[[ Page excerpt, beginning ]]

CorEvitas and the Guthy-Jackson Charitable Foundation (GJCF) announced plans to launch a registry study for people with neuromyelitis optica spectrum disorder (NMOSD).

Called SPHERES — which stands for Synergy of Prospective Health & Experimental Research for Emerging Solutions in NMOSD — the observational study is expected to enroll 750 NMOSD patients.

Participants’ detailed background, clinical data, and biological samples will be collected and analyzed to help improve care in this patient population. CorEvitas and GJCF are currently inviting sites and patients to join the registry.

“The SPHERES Registry will serve as a comprehensive real-world study to advance our knowledge of NMOSD in ways that directly help patients,” Michael Yeaman, PhD, professor of medicine at the David Geffen School of Medicine of the University of California, Los Angeles, and chair medical advisor to the GJCF, said in a press release.

“Importantly, its focus will include safety and effectiveness of newly approved medications, evolving treatment patterns and access, and understanding patient experience over time,” Yeaman said, adding that the study will also look at potential cellular and molecular biomarkers of the disease.

The registry study is also supported by Genentech, a Roche subsidiary; other industry partners are welcomed to join the collaboration.

“We are excited and truly honored to partner with GJCF on this collaborative research initiative, further demonstrating our deep commitment as a company to accelerating real-world evidence generation in neurologic diseases,” said Jeff Greenberg, MD, chief medical officer of CorEvitas, a sponsor of registries in autoimmune and inflammatory diseases.

In people with NMOSD, a rare neuroinflammatory autoimmune disease, the immune system wrongly produces antibodies that attack proteins at the surface of astrocytes and oligodendrocytes — cells that support the nervous system — causing inflammation in the optic nerve and spinal cord.

Most NMOSD patients have high levels of antibodies against the protein aquaporin-4 in astrocytes.

The disease is estimated to affect about 15,000 people in the U.S. and hundreds of thousands worldwide. Recent advances in diagnosis and biomarkers, as well as the approval of new therapeutic options, offer patients with NMOSD the ability to lessen or prevent disability and improve quality of life.

SPHERES’s data will be managed and analyzed by CorEvitas’s scientific experts in clinical research, epidemiology, and biostatistics. Epidemiology is the study and analysis of the distribution, patterns, and determinants of health-related states and diseases in specified populations.

Advisors from GJCF will serve on the study’s scientific steering committee and facilitate state-of-the art research, building on the success and insights generated by the GJCF-led CIRCLES registry, the largest multicenter NMO study in the world.

Standing for Collaborative International Research in Clinical and Longitudinal Experience for NMOSD Studies, CIRCLES enrolled 1,100 NMOSD patients, controls with other autoimmune or central nervous system diseases, and healthy volunteers in North America.

Clinical data and biological samples from each participant are being collected every two years to help better understand NMOSD’s underlying mechanisms, clinical course, and treatment effects.

[[ Page excerpt, end ]]
[[ Material provided, beginning ]]

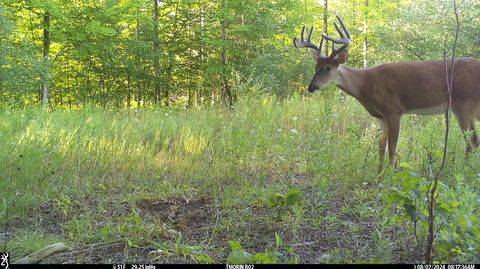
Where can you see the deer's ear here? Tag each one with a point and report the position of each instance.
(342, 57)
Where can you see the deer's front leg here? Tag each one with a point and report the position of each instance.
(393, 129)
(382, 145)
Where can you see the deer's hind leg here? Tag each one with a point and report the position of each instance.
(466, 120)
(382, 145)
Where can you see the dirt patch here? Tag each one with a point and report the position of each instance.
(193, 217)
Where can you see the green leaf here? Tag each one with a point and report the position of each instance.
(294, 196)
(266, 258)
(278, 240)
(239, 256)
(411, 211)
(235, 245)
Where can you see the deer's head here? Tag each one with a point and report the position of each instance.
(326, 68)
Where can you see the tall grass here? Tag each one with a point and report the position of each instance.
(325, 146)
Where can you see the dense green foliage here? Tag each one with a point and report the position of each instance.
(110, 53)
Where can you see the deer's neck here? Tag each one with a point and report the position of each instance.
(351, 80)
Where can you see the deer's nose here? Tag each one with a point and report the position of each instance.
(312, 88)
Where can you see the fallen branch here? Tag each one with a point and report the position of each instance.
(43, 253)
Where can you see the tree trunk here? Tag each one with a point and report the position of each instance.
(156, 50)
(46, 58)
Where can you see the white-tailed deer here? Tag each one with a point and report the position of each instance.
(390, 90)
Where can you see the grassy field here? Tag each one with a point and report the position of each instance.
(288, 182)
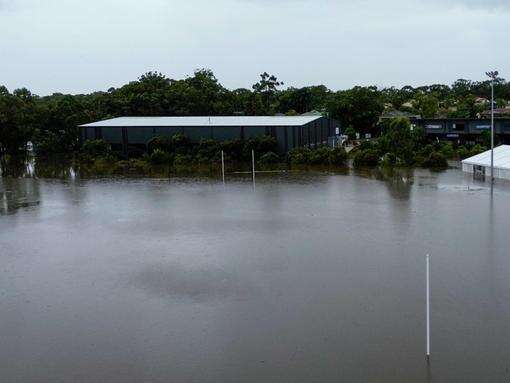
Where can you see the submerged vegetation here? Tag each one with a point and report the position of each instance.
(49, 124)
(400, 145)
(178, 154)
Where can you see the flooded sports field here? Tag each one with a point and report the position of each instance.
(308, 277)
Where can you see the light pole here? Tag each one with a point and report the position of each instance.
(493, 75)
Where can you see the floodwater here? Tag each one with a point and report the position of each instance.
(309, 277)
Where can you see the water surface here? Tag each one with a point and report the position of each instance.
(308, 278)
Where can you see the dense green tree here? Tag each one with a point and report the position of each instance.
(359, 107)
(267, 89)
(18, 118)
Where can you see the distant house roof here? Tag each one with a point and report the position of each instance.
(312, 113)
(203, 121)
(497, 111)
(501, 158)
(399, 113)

[[ Material provided, end ]]
[[ Material provided, beginning ]]

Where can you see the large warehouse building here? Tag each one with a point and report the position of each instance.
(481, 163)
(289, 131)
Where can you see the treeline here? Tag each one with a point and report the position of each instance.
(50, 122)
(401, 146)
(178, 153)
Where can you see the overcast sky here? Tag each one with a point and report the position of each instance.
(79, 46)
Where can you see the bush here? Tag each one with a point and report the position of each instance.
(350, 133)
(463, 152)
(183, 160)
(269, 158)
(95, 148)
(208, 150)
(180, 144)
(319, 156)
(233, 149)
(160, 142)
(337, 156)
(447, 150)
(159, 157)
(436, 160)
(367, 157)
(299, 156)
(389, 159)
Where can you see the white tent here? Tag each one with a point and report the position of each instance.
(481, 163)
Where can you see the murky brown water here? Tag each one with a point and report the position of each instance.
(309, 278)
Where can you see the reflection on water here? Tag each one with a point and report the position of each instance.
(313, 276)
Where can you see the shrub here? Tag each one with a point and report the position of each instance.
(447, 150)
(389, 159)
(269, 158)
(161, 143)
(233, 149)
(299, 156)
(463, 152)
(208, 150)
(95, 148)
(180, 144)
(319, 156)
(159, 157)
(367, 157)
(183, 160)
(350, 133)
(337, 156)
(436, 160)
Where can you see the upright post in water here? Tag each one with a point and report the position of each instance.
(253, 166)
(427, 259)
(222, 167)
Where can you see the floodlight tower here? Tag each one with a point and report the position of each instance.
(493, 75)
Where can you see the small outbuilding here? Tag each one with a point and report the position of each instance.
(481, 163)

[[ Material provided, end ]]
[[ Material provided, beginning ]]

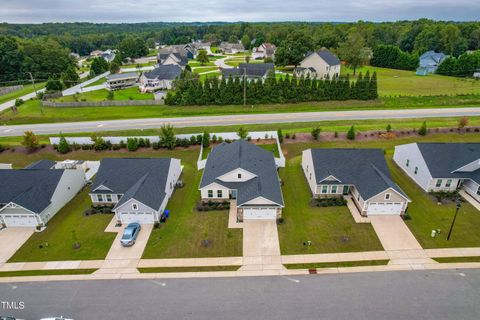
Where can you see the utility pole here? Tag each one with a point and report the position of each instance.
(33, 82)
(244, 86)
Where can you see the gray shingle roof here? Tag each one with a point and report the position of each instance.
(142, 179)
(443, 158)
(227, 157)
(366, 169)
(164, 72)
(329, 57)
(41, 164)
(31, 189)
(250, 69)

[[ Material provided, end ]]

### What the task requires
According to the article on the SPHERES registry, how many NMOSD patients is the study expected to enroll?

### Your response
750 patients.